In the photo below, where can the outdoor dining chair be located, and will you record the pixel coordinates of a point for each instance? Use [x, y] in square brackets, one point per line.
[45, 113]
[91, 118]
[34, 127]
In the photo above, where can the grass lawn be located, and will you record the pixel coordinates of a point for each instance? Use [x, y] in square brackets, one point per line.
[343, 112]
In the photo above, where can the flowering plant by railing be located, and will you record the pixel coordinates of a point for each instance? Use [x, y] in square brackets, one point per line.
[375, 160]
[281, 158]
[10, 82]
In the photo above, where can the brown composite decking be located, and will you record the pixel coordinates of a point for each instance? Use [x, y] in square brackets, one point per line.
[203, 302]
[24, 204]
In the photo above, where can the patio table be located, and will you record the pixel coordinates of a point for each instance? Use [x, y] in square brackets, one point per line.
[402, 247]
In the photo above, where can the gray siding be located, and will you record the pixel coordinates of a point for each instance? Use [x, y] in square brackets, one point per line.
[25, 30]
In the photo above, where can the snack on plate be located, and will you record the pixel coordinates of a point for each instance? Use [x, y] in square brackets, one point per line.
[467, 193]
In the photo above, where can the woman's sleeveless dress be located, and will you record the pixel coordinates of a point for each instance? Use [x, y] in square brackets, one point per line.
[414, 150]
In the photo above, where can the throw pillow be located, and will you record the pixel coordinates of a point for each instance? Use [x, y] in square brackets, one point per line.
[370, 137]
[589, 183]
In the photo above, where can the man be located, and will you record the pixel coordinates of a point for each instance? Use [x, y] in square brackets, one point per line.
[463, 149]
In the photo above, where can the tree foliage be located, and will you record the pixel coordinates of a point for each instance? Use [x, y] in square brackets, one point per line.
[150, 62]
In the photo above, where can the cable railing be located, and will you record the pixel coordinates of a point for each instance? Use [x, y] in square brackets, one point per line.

_ _ _ _ _ _ _

Repeat exactly the lines starting at the line with "In the photo above, where can the patio" and ending with the final line of the entries. Include nothing else.

In the photo above, where can the patio table be located, and will you record the pixel coordinates of a point for each instance? Use [x, y] in square brackets, one point per line.
[402, 247]
In the photo above, where can the gray siding be located, and will you record the pixel coordinates of a point for each instance? Use [x, y] in square brackets, one point per line.
[25, 30]
In the photo above, where can the snack on plate be located, and will you record the pixel coordinates of a point for each instance? Use [x, y] in square brackets, one point per line.
[467, 193]
In the photo above, where can the woman's sleeveless dress be located, and will you record the pixel coordinates of a point for each instance? Use [x, y] in square brackets, one point per line.
[414, 150]
In the photo above, where can the throw pillow be located, and will you record the pixel coordinates of a point for each instance? Use [x, y] in square brackets, one point per line.
[370, 137]
[589, 183]
In the photo above, where can the man be located, and will you record the pixel coordinates of a point for each instance? Use [x, y] in square brackets, one point per line.
[463, 149]
In the photo above, where can the tree foliage be located, and will you record the pixel coordinates of a point for each instance? Use [x, y] in square brackets, one point per line.
[150, 62]
In the photo above, where can the cable railing be located, and will you record the pixel coordinates of a point for each instance? Use [x, y] in square brackets, one point per line.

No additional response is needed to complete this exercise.